[start of PASSAGE TO READ]
This is the RL-trained checkpoint of Orbit-4B, a small-sized (4B parameters) expert open search agent using the [Qwen3-4B](https://huggingface.co/Qwen/Qwen3-4B) base model, fine-tuned with GRPO to use web search as a tool for multi-turn question answering. It was trained using the [verl-tool](https://github.com/TIGER-AI-Lab/verl-tool) framework with a live DDGS-based retriever.

Training was conducted for **165 GRPO steps** on a mixed dataset of Natural Questions (NQ), HotpotQA, and our ORBIT dataset (orbit-ai/orbit) in a 1:1:1 ratio.

---

## Model Details

| Property | Value |
|---|---|
| **Architecture** | Qwen3-4B |
| **Base checkpoint** | `Qwen/Qwen3-4B` |
| **Training algorithm** | GRPO |
| **Training steps** | 165 |
| **Training framework** | [verl-tool](https://github.com/TIGER-AI-Lab/verl-tool) |
| **Hardware** | 4 × H100 SXM5 (80 GB HBM3), NVLink |
| **Parallelism** | FSDP (param + optimizer offload) |
| **Rollout mode** | Async (vLLM v1) |

---

## Training Dataset

The model was trained on a mixed retrieval QA dataset with equal sampling across three tasks:

| Task | Source | Type |
|---|---|---|
| Natural Questions (NQ) | Open-domain QA | Single-hop factoid |
| HotpotQA | Multi-hop QA | 2-hop reasoning |
| ORBIT | Multi-hop QA | Difficult and multi-hop reasoning queries |

**Dataset name:** `PeterJinGo/nq_hotpotqa_train`, `orbit-ai/orbit-20k`  
**Train batch size:** 256 samples per step (n=8 rollouts per sample → 2048 trajectories/step)  

---

## Training Hyperparameters

| Hyperparameter | Value |
|---|---|
| Batch size    | 256 |
| Rollouts      | 8   |
| Learning rate | `1e-6` |
| LR warmup steps | 10 |
| LR warmup ratio | 0.285 |
| Optimizer | AdamW |
| GRPO rollouts per sample (n) | 8 |
| PPO mini-batch size | 32 |
| PPO micro-batch size per GPU | 1 |
| Temperature | 1.0 |
| Top-p | 1.0 |
| Top-k | disabled (−1) |
| KL loss coefficient | 0.0 |
| KL loss type | `low_var_kl` |
| Entropy coefficient | 0.0 |
| Max prompt length | 2048 tokens |
| Max response length | 8192 tokens |
| Max action length | 2048 tokens |
| Max observation length | 1024 tokens |
| Max turns | 5 |
| Max concurrent trajectories | 32 |
| GPU memory utilization (vLLM) | 0.6 |
| vLLM max model length | 8192 |
| Sequence parallelism | 1 (disabled) |
| FSDP size | −1 (full sharding) |

---

## Tool Configuration

The model was trained with live web search via a DDGS-based retrieval server:

| Setting | Value |
|---|---|
| Retriever | DDGS (Dux Distributed Global Search) |
| Search backends | `google`, `brave`, `bing`, `wikipedia`, `grokipedia` |
| Top-k documents per query | 5 |
| Backend strategy | **Parallel fan-out** — all backends queried simultaneously, results merged and deduplicated |
| Per-backend HTTP timeout | 10 s |
| Tool server workers | 4 |
| Action stop tokens | `</search>`, `</answer>` |
| Observations masked in loss | Yes (`mask_observations=True`) |

The retriever server runs as a FastAPI service. At each agent turn the model issues a `<search> query </search>` action; the tool server retrieves results and returns them as `<information>…</information>` observations. The trajectory ends when the model emits `<answer> … </answer>` or the turn budget is exhausted.
[end of PASSAGE TO READ]
[start of RECORDED DATA]
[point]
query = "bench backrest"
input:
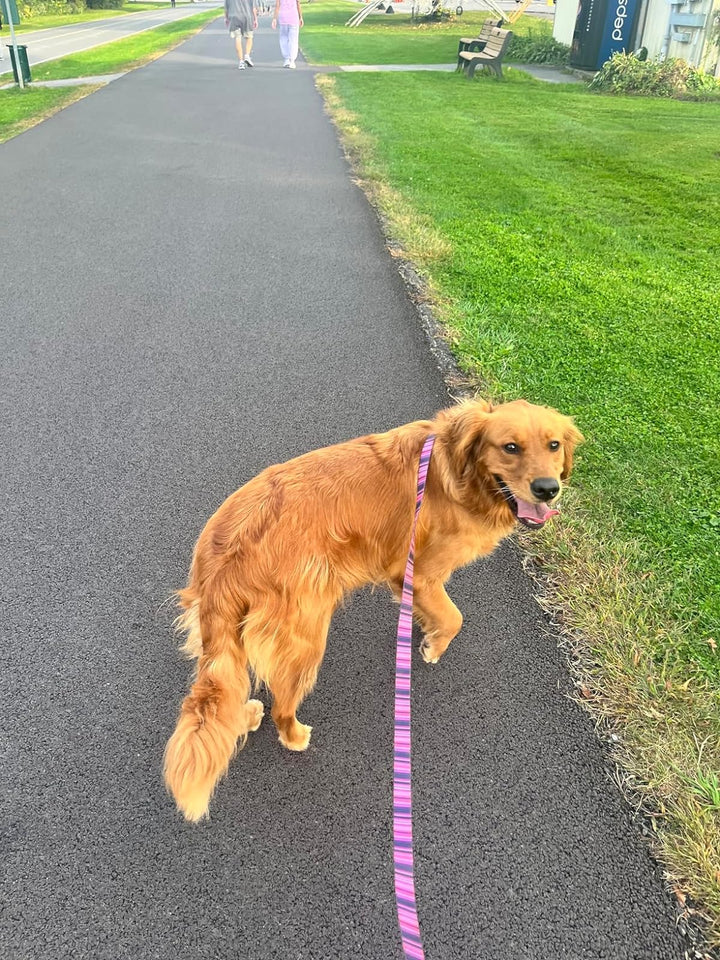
[end of RECORDED DATA]
__PROBLEM SET__
[1] In the Orbit-4B model card, how many documents does the retriever return per search query?
[2] Resume the Orbit-4B model card from the point where it stops.

__RESPONSES IN ORDER__
[1] Five documents per query.

[2]
---

## Training Infrastructure

| Setting | Value |
|---|---|
| Nodes | 1 × H100 node (g-series) |
| GPUs per node | 4 × H100 SXM5 80 GB |
| CPUs per node | 48 (allocated) |
| System memory | 256 GB |
| Local scratch (SSD) | 200 GB (`$TMPDIR`, used for Triton/Ray caches) |
| NCCL | NVLink P2P enabled (no `NCCL_P2P_DISABLE`) |
| vLLM version | v1 (`VLLM_USE_V1=1`) |
| Checkpoint frequency | Every 5 steps |

---

## Reward Model

**Reward manager:** `search_r1_qa_em`  
Reward is computed as exact-match (EM) between the model's `<answer>` and the reference target string. Multi-turn rollouts are scored at the final answer only; intermediate search turns receive no intermediate reward. Observations are masked from the KL and policy gradient loss.

---

## Usage

This model is designed to be used with a running tool server that handles `<search>` actions. Inference without a live retriever will fall back to the model's parametric knowledge.

### With verl-tool (recommended)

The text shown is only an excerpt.